## INSTRUCTIONS TO FOLLOW
Output exactly, please, the lines of the records below from the one containing "forest in the image above." through the final line.

## EXERCISE DATA

-- -- --

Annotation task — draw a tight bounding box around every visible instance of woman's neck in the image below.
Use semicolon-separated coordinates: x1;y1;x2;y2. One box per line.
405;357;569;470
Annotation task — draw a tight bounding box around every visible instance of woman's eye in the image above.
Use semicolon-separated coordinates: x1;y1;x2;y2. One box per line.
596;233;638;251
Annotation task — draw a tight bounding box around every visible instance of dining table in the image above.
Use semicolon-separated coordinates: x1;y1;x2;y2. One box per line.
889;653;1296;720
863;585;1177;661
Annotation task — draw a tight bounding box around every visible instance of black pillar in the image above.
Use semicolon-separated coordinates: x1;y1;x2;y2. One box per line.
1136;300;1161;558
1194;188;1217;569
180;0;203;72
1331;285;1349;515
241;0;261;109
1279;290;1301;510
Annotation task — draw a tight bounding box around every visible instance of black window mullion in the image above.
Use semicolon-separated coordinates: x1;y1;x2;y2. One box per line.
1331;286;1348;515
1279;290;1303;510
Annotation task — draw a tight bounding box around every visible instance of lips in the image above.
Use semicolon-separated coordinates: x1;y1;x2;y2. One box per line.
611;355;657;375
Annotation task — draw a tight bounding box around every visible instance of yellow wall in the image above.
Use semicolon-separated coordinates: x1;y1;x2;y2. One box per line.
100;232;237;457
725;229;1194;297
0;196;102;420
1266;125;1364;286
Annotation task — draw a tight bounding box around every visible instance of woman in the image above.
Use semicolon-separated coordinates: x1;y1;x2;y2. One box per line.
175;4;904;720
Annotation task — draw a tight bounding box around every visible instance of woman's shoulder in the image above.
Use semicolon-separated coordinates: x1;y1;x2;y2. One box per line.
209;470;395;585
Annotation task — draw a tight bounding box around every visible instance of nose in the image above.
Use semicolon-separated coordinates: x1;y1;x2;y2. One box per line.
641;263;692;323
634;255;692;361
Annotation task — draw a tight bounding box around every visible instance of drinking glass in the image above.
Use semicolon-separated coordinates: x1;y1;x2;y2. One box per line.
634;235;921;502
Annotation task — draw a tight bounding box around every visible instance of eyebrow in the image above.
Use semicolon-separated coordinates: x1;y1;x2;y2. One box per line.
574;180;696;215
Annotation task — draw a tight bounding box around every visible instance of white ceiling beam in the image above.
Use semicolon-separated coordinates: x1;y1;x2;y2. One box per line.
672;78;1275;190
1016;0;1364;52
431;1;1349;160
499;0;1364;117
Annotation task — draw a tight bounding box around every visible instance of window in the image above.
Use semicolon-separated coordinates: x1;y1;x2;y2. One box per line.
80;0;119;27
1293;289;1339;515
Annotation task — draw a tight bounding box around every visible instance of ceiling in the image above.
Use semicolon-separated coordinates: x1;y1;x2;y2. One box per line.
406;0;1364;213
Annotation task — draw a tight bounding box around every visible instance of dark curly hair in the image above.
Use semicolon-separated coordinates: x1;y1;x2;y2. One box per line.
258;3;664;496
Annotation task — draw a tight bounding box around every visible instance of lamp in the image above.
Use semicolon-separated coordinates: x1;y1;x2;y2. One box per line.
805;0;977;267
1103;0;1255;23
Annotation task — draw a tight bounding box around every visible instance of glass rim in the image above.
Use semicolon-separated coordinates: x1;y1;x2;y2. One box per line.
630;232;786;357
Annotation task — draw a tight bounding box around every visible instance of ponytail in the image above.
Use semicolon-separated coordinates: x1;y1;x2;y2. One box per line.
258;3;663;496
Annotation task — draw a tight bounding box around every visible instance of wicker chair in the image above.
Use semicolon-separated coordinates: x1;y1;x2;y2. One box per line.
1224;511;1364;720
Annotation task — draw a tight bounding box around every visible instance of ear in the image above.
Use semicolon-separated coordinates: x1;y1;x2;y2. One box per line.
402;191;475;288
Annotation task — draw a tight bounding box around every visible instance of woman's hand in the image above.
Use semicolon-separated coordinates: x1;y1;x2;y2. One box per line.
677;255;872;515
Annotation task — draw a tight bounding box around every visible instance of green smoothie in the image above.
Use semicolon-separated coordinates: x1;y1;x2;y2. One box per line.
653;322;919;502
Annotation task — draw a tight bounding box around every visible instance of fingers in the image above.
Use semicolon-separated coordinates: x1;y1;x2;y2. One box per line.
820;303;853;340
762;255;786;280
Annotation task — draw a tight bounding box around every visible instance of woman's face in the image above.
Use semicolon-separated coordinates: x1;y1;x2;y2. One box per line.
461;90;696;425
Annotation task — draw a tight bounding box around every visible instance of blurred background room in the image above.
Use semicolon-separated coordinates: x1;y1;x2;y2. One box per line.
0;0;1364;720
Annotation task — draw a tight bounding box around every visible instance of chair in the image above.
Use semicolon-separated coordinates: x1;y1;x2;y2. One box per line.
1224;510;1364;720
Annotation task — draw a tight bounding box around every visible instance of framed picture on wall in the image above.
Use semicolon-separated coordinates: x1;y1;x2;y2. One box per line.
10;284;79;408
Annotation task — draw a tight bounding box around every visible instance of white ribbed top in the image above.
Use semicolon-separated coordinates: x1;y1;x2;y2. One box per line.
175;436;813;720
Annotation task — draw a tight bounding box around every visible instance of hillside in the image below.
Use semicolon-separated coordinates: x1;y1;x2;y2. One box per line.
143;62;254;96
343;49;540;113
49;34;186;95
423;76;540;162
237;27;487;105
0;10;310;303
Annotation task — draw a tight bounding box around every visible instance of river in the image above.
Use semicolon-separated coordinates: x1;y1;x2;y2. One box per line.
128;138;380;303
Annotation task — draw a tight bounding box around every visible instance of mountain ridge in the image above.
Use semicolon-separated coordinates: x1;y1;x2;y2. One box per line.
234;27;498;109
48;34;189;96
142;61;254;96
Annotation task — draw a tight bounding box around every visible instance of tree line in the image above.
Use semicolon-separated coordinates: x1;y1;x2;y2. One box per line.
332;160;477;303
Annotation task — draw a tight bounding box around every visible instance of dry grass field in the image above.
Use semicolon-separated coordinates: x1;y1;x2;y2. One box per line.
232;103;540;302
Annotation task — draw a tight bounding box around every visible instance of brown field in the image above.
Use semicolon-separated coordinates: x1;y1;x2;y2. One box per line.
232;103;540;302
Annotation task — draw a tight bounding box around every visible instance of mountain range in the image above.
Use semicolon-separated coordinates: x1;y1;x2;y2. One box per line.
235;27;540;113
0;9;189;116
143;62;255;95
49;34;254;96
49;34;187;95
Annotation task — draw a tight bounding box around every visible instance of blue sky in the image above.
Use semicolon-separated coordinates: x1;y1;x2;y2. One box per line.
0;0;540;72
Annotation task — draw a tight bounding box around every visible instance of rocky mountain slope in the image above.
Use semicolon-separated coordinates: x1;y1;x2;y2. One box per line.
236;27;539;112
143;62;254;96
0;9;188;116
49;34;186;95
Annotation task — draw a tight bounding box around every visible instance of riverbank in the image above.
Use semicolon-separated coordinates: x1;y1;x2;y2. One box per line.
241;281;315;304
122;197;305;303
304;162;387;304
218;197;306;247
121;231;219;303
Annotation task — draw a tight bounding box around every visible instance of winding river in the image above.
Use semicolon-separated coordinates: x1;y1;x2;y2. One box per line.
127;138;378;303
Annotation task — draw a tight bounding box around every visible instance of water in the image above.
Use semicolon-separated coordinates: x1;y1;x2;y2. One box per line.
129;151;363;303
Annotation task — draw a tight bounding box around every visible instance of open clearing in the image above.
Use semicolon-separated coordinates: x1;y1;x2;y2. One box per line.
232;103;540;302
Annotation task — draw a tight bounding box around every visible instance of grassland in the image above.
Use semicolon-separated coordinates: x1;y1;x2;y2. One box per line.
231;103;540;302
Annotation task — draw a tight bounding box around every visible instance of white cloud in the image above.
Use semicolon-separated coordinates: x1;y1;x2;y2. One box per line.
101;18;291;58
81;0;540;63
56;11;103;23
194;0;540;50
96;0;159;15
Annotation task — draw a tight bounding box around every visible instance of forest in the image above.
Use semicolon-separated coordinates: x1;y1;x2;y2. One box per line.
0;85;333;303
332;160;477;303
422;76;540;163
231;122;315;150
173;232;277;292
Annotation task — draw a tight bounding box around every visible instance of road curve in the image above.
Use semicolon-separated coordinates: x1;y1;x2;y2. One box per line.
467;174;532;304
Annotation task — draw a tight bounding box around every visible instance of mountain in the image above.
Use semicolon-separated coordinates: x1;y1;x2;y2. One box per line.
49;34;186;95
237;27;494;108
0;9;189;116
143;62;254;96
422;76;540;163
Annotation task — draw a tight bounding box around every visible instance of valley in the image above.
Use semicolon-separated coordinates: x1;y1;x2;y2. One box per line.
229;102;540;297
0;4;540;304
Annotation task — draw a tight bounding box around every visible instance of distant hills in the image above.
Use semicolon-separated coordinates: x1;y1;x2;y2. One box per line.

-- -- --

## EXERCISE ANSWER
Annotation task — draw a tight bounding box around every visible instance of forest in the image above.
Use semicolon-separated coordinates: x1;y1;x2;y2. One box per line.
0;85;333;303
332;160;477;303
422;76;540;163
231;122;315;150
173;232;277;292
Annotation task — draw a tight bounding box around every visible instance of road curve in the image above.
Use semicolon-separated coordinates: x1;y1;x2;y2. One box per line.
467;174;532;304
Annotation task — draw a tight bounding box around every visible instance of mountain in the image above.
Use semicolon-separated coordinates: x1;y1;x2;y2. One box per line.
49;34;186;95
237;27;494;108
0;9;189;116
143;62;254;96
422;76;540;163
Annotation task — draw a tight bounding box around every visible instance of valley in the image above.
Use semicolon-separated coordinates: x1;y1;x2;y2. One box per line.
229;102;540;297
0;4;540;304
Annotation task — draw a tight bounding box around every visible instance of distant hills in the image above.
Use semicolon-separated coordinates: x1;y1;x2;y2. One box per line.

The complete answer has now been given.